Exercise:
Please repeat everything from the line containing "Reviewer note: confirm that each instance of the stone staircase" down to the end of the listing below, with both ends included.
* * *
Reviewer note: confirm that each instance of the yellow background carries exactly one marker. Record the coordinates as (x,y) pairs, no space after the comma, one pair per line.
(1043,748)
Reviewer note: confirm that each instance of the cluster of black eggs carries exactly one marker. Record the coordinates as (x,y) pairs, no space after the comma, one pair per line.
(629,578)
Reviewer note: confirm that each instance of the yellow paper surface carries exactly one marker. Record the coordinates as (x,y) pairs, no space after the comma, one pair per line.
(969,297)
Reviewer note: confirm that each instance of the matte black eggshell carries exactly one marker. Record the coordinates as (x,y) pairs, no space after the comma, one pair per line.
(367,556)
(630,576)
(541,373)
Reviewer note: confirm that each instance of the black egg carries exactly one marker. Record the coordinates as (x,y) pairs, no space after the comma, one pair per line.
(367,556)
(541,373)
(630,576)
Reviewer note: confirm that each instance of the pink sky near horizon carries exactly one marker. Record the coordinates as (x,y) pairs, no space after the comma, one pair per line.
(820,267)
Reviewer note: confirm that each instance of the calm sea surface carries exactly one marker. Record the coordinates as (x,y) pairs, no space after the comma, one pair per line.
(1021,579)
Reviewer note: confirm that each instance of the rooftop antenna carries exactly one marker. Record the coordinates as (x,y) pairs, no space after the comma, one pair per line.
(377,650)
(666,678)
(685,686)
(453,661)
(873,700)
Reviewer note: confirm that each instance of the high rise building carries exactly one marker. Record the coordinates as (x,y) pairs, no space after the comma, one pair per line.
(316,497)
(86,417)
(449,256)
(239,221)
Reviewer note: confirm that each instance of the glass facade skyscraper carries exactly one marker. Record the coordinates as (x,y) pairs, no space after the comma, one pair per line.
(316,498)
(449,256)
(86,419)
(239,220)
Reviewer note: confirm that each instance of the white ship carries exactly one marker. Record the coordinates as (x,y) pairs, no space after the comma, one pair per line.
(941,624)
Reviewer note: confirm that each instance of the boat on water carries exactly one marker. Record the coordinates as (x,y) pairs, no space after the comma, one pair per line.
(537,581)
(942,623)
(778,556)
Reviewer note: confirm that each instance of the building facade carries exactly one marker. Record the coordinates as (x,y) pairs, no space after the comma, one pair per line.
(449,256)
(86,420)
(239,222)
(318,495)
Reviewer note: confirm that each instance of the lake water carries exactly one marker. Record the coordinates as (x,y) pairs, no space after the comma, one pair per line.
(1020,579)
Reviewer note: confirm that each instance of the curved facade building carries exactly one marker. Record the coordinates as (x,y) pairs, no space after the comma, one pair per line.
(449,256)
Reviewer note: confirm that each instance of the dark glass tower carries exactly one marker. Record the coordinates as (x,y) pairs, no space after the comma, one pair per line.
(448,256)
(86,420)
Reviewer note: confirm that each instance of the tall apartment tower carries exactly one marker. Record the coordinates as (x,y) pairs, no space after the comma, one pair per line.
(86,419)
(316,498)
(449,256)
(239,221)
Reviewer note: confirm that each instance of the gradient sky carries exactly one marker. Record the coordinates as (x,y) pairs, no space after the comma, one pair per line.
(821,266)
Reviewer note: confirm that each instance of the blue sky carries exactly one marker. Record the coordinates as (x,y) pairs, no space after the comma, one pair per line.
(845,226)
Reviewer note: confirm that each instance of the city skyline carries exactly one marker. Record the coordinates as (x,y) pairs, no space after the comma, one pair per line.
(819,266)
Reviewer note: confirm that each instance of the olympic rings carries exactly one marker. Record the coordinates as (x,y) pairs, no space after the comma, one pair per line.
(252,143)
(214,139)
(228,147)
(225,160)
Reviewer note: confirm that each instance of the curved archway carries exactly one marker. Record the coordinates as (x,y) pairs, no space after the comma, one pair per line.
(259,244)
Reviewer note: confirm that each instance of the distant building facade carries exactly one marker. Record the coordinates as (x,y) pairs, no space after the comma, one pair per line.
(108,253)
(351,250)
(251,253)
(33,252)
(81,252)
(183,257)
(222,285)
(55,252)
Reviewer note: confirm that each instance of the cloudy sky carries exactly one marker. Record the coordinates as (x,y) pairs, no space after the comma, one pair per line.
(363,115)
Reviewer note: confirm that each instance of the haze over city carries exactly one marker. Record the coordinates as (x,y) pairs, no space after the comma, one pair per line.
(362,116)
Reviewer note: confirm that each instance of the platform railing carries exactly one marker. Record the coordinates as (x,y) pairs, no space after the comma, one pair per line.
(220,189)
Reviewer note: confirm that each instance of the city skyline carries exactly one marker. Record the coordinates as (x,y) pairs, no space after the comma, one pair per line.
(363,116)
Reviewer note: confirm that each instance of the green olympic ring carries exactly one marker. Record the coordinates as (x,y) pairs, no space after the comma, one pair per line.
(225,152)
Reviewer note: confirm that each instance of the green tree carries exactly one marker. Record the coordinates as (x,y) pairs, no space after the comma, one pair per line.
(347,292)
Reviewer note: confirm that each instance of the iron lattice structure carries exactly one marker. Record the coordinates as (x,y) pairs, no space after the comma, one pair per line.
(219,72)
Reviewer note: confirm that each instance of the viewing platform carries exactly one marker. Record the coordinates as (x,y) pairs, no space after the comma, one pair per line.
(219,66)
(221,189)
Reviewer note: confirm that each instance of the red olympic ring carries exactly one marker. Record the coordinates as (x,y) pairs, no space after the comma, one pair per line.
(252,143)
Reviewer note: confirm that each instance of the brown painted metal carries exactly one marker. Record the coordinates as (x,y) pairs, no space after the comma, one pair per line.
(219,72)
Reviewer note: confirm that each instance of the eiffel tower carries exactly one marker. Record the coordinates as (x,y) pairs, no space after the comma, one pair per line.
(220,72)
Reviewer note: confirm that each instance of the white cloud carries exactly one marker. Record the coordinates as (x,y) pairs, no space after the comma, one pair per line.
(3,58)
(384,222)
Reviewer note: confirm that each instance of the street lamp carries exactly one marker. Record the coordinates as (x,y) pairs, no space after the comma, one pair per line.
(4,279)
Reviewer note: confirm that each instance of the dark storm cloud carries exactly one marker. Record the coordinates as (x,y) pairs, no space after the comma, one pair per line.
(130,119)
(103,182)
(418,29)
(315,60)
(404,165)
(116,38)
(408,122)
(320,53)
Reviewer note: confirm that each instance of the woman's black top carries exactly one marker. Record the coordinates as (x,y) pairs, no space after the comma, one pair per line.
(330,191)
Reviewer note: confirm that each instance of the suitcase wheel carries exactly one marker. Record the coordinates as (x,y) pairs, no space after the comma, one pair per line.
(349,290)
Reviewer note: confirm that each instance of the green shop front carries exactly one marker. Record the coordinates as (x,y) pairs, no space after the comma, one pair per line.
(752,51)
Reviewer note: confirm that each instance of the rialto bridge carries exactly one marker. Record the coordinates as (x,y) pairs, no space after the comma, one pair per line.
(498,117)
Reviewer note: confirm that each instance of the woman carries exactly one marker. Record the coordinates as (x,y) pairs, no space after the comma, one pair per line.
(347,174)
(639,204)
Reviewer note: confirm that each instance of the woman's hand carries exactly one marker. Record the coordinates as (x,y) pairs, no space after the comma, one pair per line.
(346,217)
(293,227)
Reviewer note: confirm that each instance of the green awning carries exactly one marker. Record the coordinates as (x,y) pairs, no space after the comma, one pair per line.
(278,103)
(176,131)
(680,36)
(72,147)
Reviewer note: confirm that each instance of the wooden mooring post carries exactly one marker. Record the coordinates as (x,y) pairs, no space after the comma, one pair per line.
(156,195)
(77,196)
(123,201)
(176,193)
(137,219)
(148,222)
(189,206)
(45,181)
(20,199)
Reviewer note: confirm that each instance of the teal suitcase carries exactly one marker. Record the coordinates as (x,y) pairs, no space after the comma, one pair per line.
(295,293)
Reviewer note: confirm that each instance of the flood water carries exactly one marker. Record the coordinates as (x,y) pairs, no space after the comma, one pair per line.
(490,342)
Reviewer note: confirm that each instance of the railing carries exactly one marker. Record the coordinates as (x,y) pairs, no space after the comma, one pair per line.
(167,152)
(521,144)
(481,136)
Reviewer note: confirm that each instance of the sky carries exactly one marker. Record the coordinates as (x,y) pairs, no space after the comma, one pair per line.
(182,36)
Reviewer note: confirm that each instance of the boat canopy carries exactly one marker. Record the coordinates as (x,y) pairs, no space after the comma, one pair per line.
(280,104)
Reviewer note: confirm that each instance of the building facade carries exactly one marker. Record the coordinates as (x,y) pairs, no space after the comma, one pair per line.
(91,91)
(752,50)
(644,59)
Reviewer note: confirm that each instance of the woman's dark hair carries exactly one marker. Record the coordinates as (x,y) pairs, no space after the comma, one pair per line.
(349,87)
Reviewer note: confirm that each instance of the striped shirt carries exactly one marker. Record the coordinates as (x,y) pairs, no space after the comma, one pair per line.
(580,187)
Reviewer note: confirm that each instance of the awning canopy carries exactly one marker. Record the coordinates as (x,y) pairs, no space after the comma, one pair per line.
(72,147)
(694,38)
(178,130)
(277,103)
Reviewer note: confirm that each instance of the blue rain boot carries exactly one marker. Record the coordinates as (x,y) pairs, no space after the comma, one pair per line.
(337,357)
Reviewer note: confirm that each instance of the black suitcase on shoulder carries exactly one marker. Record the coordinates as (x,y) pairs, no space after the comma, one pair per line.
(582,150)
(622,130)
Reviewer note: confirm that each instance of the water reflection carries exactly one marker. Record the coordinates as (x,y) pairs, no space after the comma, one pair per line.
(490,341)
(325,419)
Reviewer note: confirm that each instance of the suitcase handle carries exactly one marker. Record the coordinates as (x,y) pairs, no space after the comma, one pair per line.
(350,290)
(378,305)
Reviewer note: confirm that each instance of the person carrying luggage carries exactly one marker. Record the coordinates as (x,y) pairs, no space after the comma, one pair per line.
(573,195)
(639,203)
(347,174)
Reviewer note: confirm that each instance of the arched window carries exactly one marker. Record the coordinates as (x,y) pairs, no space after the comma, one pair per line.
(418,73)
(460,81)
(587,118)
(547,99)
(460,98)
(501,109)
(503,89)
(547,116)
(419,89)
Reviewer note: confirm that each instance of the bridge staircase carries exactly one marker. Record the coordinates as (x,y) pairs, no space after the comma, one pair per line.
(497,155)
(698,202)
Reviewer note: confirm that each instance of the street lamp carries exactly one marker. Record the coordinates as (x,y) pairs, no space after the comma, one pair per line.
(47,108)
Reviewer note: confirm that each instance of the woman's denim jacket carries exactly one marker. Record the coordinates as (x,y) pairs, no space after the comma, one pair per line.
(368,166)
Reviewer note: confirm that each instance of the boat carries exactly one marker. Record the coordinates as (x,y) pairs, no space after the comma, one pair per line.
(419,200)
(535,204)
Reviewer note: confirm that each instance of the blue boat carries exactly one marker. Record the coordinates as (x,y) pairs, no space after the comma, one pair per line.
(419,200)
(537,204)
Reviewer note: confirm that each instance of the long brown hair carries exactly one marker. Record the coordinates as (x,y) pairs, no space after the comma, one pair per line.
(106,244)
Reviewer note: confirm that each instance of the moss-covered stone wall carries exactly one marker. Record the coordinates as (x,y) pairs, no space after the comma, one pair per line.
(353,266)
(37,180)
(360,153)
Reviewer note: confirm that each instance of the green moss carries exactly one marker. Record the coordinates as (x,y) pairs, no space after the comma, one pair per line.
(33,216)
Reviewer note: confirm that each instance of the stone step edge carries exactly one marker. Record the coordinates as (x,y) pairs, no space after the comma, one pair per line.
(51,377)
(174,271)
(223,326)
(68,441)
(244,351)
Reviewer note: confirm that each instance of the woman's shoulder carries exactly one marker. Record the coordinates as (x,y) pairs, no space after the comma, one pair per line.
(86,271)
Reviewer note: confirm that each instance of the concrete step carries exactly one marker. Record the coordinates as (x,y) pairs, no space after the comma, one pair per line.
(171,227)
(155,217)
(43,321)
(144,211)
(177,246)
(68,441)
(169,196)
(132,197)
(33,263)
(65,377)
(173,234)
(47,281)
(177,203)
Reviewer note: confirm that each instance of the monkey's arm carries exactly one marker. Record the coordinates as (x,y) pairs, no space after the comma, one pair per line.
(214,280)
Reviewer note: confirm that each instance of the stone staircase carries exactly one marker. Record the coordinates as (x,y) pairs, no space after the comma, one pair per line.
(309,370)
* * *
Finished answer:
Reviewer note: confirm that each instance of the stone staircase carries exactly one marker. Record the coordinates as (x,y) pairs, no space after the comma, one pair per line.
(309,370)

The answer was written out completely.